>>

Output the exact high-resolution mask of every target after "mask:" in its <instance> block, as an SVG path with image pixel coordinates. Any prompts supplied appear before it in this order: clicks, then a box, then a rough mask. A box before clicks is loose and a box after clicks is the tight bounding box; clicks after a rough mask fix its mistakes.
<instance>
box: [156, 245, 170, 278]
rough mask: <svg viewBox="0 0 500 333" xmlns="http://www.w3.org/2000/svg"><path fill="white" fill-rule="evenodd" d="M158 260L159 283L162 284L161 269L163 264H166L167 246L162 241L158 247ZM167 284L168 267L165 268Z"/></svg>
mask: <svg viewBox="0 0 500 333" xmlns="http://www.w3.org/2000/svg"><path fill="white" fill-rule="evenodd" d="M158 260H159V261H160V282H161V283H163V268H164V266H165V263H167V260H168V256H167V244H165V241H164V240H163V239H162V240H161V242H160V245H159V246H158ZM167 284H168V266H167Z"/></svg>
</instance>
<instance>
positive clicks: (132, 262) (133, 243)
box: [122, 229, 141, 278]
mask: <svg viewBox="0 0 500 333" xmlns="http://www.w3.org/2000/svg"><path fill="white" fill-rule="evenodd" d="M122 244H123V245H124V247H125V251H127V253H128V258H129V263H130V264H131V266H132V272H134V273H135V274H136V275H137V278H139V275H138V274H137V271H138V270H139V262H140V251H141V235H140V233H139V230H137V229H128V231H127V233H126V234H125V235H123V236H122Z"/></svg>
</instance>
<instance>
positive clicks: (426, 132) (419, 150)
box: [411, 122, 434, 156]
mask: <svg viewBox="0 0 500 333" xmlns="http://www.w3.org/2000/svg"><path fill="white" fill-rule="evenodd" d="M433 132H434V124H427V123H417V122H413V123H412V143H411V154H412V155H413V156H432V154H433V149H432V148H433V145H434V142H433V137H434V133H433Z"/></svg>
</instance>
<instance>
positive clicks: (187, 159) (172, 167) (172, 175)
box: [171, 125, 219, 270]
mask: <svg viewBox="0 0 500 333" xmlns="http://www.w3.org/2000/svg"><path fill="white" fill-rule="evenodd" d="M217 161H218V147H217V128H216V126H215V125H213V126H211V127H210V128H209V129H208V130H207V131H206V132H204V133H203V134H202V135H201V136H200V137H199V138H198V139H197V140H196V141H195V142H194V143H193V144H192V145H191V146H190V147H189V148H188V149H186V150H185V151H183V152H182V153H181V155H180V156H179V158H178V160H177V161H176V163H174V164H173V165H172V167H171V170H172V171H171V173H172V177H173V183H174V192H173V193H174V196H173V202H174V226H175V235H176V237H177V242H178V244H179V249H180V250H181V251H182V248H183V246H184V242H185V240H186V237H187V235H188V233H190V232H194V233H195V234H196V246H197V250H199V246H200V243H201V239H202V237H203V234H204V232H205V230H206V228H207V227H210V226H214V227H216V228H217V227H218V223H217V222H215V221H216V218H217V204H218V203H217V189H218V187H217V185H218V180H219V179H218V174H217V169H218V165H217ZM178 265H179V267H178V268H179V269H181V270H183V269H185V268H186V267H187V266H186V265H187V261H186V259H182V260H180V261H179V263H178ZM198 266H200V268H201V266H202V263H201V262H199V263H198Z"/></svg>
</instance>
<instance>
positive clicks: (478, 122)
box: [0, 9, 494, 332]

<<

**Exercise description**
Write out all of the entries above again, word for word, changing nothing.

**Your solution**
Output the exact high-resolution mask of every target after "mask:" in its <instance> block, as an SVG path with image pixel coordinates. Any prompts supplied appear before it in this order: clicks, then a box, then a rough mask. A box before clicks is loose and a box after clicks is the tight bounding box; clicks after a rough mask fix its mistakes.
<instance>
box: [156, 245, 170, 278]
rough mask: <svg viewBox="0 0 500 333" xmlns="http://www.w3.org/2000/svg"><path fill="white" fill-rule="evenodd" d="M158 260L159 283L162 284L161 269L163 264H166L167 246L162 241L158 247ZM167 284L168 267L165 268Z"/></svg>
mask: <svg viewBox="0 0 500 333" xmlns="http://www.w3.org/2000/svg"><path fill="white" fill-rule="evenodd" d="M158 260H159V261H160V282H161V283H163V268H164V266H165V263H167V260H168V256H167V244H165V241H164V240H163V239H162V240H161V242H160V245H159V246H158ZM167 284H168V266H167Z"/></svg>
</instance>
<instance>
positive clicks: (132, 262) (133, 243)
box: [122, 229, 141, 278]
mask: <svg viewBox="0 0 500 333" xmlns="http://www.w3.org/2000/svg"><path fill="white" fill-rule="evenodd" d="M122 244H123V245H124V247H125V251H127V253H128V258H129V263H130V264H131V266H132V272H134V273H135V274H136V275H137V278H139V275H138V274H137V271H138V270H139V262H140V251H141V235H140V233H139V230H137V229H128V231H127V233H126V234H125V235H123V236H122Z"/></svg>
</instance>
<instance>
positive clicks: (426, 132) (419, 150)
box: [411, 122, 434, 156]
mask: <svg viewBox="0 0 500 333" xmlns="http://www.w3.org/2000/svg"><path fill="white" fill-rule="evenodd" d="M433 132H434V124H427V123H417V122H413V123H412V143H411V154H412V155H413V156H432V154H433V149H432V148H433V145H434V142H433V137H434V133H433Z"/></svg>
</instance>
<instance>
positive clicks: (187, 159) (172, 167) (172, 175)
box: [171, 125, 219, 270]
mask: <svg viewBox="0 0 500 333" xmlns="http://www.w3.org/2000/svg"><path fill="white" fill-rule="evenodd" d="M217 161H218V147H217V128H216V126H215V125H213V126H211V127H210V128H209V129H208V130H207V131H206V132H204V133H203V134H202V135H201V136H200V137H199V138H198V139H197V140H196V141H195V142H194V143H193V144H192V145H191V146H190V147H189V148H188V149H186V150H185V151H183V152H182V153H181V155H180V156H179V158H178V160H177V161H176V163H174V164H173V165H172V167H171V170H172V171H171V173H172V177H173V183H174V192H173V193H174V196H173V202H174V226H175V235H176V237H177V242H178V244H179V249H180V250H181V251H182V248H183V246H184V242H185V240H186V237H187V235H188V233H190V232H194V233H195V234H196V246H197V250H199V246H200V243H201V239H202V237H203V234H204V232H205V230H206V228H207V227H210V226H214V227H216V228H217V227H218V223H217V222H215V221H216V218H217V204H218V203H217V189H218V187H217V185H218V180H219V179H218V174H217V169H218V165H217ZM178 265H179V267H178V268H179V269H181V270H183V269H185V268H186V267H187V266H186V265H187V261H186V259H182V260H180V261H179V263H178ZM198 266H200V268H201V266H202V263H201V262H199V263H198Z"/></svg>
</instance>
<instance>
positive clicks: (478, 122)
box: [0, 9, 494, 332]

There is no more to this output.